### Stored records
····················

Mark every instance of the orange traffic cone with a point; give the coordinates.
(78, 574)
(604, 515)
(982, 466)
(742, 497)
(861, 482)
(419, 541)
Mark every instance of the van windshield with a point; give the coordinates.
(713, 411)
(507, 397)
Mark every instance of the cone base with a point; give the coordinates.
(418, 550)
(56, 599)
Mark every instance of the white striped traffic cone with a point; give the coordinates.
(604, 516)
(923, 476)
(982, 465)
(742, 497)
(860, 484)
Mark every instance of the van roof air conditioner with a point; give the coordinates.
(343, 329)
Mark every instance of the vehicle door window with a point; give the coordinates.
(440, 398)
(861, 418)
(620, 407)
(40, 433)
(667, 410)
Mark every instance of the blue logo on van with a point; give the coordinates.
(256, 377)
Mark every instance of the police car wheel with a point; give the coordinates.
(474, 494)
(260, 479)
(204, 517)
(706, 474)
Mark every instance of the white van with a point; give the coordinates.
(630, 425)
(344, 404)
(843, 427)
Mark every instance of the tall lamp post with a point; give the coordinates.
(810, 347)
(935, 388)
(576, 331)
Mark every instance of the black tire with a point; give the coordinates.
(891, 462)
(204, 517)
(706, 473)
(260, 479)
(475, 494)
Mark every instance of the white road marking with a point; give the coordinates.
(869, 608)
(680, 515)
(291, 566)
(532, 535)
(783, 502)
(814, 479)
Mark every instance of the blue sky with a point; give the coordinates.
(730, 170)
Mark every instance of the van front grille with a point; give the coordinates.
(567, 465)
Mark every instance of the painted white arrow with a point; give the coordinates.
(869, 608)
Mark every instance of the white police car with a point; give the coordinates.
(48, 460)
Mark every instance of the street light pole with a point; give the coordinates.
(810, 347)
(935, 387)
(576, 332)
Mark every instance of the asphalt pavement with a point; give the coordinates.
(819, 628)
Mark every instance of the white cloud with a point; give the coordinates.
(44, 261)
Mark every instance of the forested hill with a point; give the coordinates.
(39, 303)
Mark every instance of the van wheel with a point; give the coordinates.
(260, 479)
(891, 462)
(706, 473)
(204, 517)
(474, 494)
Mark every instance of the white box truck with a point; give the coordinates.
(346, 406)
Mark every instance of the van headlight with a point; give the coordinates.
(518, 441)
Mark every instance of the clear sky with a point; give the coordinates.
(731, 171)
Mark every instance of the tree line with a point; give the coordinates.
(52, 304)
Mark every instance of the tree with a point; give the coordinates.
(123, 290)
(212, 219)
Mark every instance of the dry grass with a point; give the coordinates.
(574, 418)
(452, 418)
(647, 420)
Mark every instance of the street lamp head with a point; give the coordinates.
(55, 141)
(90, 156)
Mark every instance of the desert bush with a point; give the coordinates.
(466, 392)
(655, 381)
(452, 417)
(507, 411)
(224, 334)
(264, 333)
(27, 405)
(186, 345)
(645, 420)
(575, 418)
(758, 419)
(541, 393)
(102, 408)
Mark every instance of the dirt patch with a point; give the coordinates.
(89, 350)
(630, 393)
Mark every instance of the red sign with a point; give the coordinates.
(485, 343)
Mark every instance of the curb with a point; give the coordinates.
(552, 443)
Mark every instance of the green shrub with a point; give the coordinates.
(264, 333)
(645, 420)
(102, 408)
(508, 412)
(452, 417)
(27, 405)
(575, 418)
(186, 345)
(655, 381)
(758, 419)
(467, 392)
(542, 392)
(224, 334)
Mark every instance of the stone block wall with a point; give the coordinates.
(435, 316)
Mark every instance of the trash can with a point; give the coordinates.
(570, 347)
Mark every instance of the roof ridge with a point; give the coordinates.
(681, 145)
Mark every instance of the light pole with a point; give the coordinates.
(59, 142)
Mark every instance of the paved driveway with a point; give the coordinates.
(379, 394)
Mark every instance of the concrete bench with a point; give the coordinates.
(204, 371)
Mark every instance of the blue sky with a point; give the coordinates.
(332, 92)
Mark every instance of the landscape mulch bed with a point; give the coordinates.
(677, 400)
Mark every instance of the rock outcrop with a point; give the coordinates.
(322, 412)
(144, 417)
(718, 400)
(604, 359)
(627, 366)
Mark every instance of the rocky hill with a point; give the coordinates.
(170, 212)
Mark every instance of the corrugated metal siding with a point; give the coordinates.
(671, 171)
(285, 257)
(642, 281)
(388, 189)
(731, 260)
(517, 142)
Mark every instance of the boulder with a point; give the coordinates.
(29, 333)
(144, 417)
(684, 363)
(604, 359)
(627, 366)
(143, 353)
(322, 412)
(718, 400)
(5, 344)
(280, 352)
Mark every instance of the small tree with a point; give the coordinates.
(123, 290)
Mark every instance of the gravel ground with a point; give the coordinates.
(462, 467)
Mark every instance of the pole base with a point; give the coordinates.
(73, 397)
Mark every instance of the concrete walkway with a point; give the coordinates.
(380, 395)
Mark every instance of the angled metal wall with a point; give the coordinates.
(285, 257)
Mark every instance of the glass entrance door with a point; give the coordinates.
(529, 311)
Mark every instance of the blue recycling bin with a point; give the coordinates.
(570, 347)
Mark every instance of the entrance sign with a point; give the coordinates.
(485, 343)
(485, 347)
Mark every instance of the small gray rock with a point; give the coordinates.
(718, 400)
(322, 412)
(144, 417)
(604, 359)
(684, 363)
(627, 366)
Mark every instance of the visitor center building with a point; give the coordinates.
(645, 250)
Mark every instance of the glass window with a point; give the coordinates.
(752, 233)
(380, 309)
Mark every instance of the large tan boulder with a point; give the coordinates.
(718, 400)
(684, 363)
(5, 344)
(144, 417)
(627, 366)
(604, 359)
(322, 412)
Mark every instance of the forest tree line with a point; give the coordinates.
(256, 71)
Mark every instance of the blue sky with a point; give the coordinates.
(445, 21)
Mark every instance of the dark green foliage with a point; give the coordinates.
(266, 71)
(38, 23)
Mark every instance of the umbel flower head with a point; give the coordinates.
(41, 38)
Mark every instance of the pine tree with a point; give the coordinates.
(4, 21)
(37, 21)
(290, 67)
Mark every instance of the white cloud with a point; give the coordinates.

····················

### Task prompt
Print all the records exactly as written.

### Written reply
Mark every instance of the orange traffic cone with a point; give the coordinates.
(78, 574)
(604, 515)
(982, 466)
(742, 497)
(861, 482)
(419, 541)
Mark every instance of the van windshield with a point; give the coordinates.
(713, 411)
(507, 397)
Mark every instance of the cone base with a point; give the coordinates.
(418, 550)
(56, 599)
Mark every instance of the white striped traffic cone with a point; give the coordinates.
(604, 516)
(923, 476)
(982, 465)
(742, 497)
(860, 484)
Mark every instance of the van roof air conditioner with a point; give the coordinates.
(343, 329)
Mark every instance of the vehicle door window with a point; give the coordinates.
(440, 398)
(861, 418)
(620, 407)
(40, 433)
(667, 410)
Mark every instance of the blue logo on van with a point; give the coordinates.
(256, 377)
Mark every instance of the police car wheel with a point; give the coordinates.
(474, 494)
(260, 479)
(204, 517)
(706, 474)
Mark every instance of the white van with a point; give the coordinates.
(630, 425)
(344, 404)
(843, 427)
Mark every instance of the tall lamp post with a point; give the coordinates.
(810, 347)
(935, 388)
(576, 331)
Mark every instance of the black tire with a point; give the coordinates.
(891, 462)
(204, 517)
(706, 473)
(260, 479)
(475, 494)
Mark every instance of the white road marking with a point; give the coordinates.
(869, 608)
(680, 515)
(291, 566)
(532, 535)
(783, 502)
(814, 479)
Mark every instance of the blue sky with a point; give the coordinates.
(730, 170)
Mark every instance of the van front grille with a point; give the coordinates.
(567, 465)
Mark every instance of the painted white arrow with a point; give the coordinates.
(869, 608)
Mark every instance of the white police car with a point; give the coordinates.
(48, 460)
Mark every instance of the street light pole with a point; give the coordinates.
(810, 347)
(935, 387)
(576, 332)
Mark every instance of the asphalt pavement with a point; give the coordinates.
(819, 628)
Mark every instance of the white cloud with a point; give the coordinates.
(44, 261)
Mark every instance of the forested hill with a point; give the coordinates.
(39, 303)
Mark every instance of the van wheel with a point; give the coordinates.
(260, 479)
(891, 462)
(706, 473)
(204, 517)
(474, 494)
Mark every instance of the white box truck with a point; give the coordinates.
(346, 406)
Mark every instance of the van headlight with a point; give the coordinates.
(518, 441)
Mark every instance of the clear sky with a point; give the coordinates.
(731, 171)
Mark every instance of the tree line with a point; give the coordinates.
(52, 304)
Mark every instance of the tree with a point; give the coordinates.
(123, 290)
(212, 219)
Mark every instance of the dry grass with a point; give the coordinates.
(574, 418)
(452, 418)
(647, 420)
Mark every instance of the street lamp head with a point; give the coordinates.
(55, 141)
(90, 156)
Mark every instance of the desert bush with a point; give the coordinates.
(466, 392)
(655, 381)
(452, 417)
(507, 411)
(224, 334)
(264, 333)
(27, 405)
(186, 345)
(645, 420)
(575, 418)
(758, 419)
(541, 393)
(102, 408)
Mark every instance of the dirt patch with a point; give the coordinates.
(89, 350)
(630, 393)
Mark every instance of the red sign with a point; give the coordinates.
(485, 343)
Mark every instance of the curb with a point; give the coordinates.
(552, 443)
Mark every instance of the green shrub with a point; give the coordinates.
(264, 333)
(645, 420)
(102, 408)
(508, 412)
(452, 417)
(27, 405)
(575, 418)
(186, 345)
(655, 381)
(758, 419)
(467, 392)
(542, 392)
(224, 334)
Mark every instance of the stone block wall with a point; give the coordinates.
(435, 316)
Mark every instance of the trash can with a point; give the coordinates.
(570, 347)
Mark every instance of the roof ridge with a point; give the coordinates.
(681, 145)
Mark every instance of the light pole with a point; give the coordinates.
(59, 142)
Mark every instance of the paved driveway with a point; give the coordinates.
(379, 394)
Mark every instance of the concrete bench with a point; give the coordinates.
(204, 371)
Mark every instance of the blue sky with a point; give the coordinates.
(332, 92)
Mark every instance of the landscape mulch bed with a point; give the coordinates.
(677, 400)
Mark every instance of the rock outcrop with a point; give the coordinates.
(322, 412)
(144, 417)
(718, 400)
(604, 359)
(627, 366)
Mark every instance of the rocky hill with a point; give the coordinates.
(170, 212)
Mark every instance of the corrugated metal siding with a point; give the coordinates.
(671, 171)
(285, 257)
(642, 281)
(388, 189)
(731, 260)
(517, 142)
Mark every instance of the boulder with a point; give the coordinates.
(29, 333)
(144, 417)
(684, 363)
(604, 359)
(627, 366)
(143, 353)
(322, 412)
(718, 400)
(5, 344)
(280, 352)
Mark every instance of the small tree with a point; give the coordinates.
(123, 290)
Mark every instance of the gravel ground with a point; give the coordinates.
(462, 467)
Mark every instance of the pole base with a point; give the coordinates.
(73, 397)
Mark every instance of the concrete walkway with a point; give the coordinates.
(380, 395)
Mark every instance of the angled metal wall with a point; give the coordinates.
(285, 257)
Mark every instance of the glass entrance door with a point; give the coordinates.
(529, 311)
Mark every instance of the blue recycling bin with a point; give the coordinates.
(570, 347)
Mark every instance of the entrance sign with a point; give the coordinates.
(485, 343)
(485, 347)
Mark every instance of the small gray rock with a point; give the coordinates.
(718, 400)
(322, 412)
(144, 417)
(604, 359)
(684, 363)
(627, 366)
Mark every instance of the visitor center building with a point; give the coordinates.
(645, 250)
Mark every instance of the glass window with a point; give the coordinates.
(752, 233)
(380, 309)
Mark every instance of the large tan boulder with a point; give the coordinates.
(718, 400)
(684, 363)
(5, 344)
(144, 417)
(627, 366)
(604, 359)
(322, 412)
Mark every instance of the forest tree line with a point; give the coordinates.
(256, 71)
Mark every instance of the blue sky with a point; give the coordinates.
(445, 21)
Mark every instance of the dark green foliage with a point; give the coordinates.
(266, 71)
(38, 23)
Mark every instance of the umbel flower head with a point; give the coordinates.
(41, 38)
Mark every instance of the pine tree with a point; give the coordinates.
(4, 21)
(37, 21)
(290, 67)
Mark every instance of the white cloud with a point; give the coordinates.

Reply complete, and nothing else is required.